## Task list
1/ Decide whether each statement below agrees with the passage on music and feelings, answering yes or no and quoting the words of the passage that decide it. (a) Educators, parents, and the media blamed musicians like Marilyn Manson after the Columbine shootings. (b) Manson spoke about the shooters in the movie "Bowling for Columbine." (c) Music affects everyone in the same way.
2/ Please write out the stretch of the passage on music and feelings from "In 1999 after" through "through the music.".

*** Selected excerpt Section Begins ***

Music is an incredibly powerful form of expression. It combines both words and sound to deliver a message. Certain songs that one hears on the radio can trigger specific memories in one's mind. There is no doubt; there is a strong connection between music and our feelings.-Dr. Matthew J. Bush (Psychologist)

In 1999 after the Columbine shootings, educators, parents, and the media put the blame on musicians like Marilyn Manson. They claimed that Manson’s music was hateful and inspired the teenage shooters to murder their fellow classmates. Manson said in the movie “Bowling for Columbine”, that he was not the cause of their actions because they perceived his music the wrong way, “When I was a kid growing up, music was the escape. That's the only thing that had no judgments. You know, you put on a record, and it's not going to yell at you for dressing the way you do. It’s going to make you feel better about it.”

The truth of the matter is that music affects us all differently. Where simple lyrics can change somebody’s life, they may mean nothing to the person sitting next to them. It is how we take the music in, what going on in our lives, what we are looking for through the music.

*** Selected excerpt Section Ends ***
*** Listed entries Section Begins ***

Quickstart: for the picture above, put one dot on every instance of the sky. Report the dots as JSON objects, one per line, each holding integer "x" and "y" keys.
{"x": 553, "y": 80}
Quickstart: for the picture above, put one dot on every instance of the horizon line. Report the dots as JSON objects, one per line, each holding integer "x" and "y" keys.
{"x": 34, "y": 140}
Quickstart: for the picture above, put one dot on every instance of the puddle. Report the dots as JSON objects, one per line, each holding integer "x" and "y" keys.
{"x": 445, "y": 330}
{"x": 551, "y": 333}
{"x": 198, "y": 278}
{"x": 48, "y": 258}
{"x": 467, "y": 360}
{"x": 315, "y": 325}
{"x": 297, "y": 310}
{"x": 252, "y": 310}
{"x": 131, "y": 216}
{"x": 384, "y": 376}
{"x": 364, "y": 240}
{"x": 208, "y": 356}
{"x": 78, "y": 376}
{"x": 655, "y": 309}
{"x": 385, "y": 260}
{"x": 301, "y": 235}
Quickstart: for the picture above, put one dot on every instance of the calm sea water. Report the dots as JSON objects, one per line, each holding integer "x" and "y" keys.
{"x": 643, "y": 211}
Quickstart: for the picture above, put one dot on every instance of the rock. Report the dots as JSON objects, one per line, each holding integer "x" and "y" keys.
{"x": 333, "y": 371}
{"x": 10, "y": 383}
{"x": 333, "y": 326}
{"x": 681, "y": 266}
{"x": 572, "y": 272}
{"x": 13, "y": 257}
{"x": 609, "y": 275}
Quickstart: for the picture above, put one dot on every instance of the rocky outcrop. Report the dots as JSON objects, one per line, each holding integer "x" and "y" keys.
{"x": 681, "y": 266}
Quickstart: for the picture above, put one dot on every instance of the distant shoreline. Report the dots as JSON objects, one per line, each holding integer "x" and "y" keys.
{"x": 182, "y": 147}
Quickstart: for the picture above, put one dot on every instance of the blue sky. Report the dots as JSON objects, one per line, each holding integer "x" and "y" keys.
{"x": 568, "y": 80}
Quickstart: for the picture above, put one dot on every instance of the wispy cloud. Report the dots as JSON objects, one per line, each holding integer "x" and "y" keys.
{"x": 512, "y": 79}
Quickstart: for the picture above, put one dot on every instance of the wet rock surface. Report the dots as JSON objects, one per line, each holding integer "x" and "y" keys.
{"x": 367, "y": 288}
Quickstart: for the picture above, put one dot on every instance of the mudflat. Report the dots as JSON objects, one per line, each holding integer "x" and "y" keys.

*** Listed entries Section Ends ***

## Answers for this exercise
1/
(a) Yes: "educators, parents, and the media put the blame on musicians like Marilyn Manson"
(b) Yes: "Manson said in the movie “Bowling for Columbine”"
(c) No: "The truth of the matter is that music affects us all differently."

2/
In 1999 after the Columbine shootings, educators, parents, and the media put the blame on musicians like Marilyn Manson. They claimed that Manson’s music was hateful and inspired the teenage shooters to murder their fellow classmates. Manson said in the movie “Bowling for Columbine”, that he was not the cause of their actions because they perceived his music the wrong way, “When I was a kid growing up, music was the escape. That's the only thing that had no judgments. You know, you put on a record, and it's not going to yell at you for dressing the way you do. It’s going to make you feel better about it.”

The truth of the matter is that music affects us all differently. Where simple lyrics can change somebody’s life, they may mean nothing to the person sitting next to them. It is how we take the music in, what going on in our lives, what we are looking for through the music.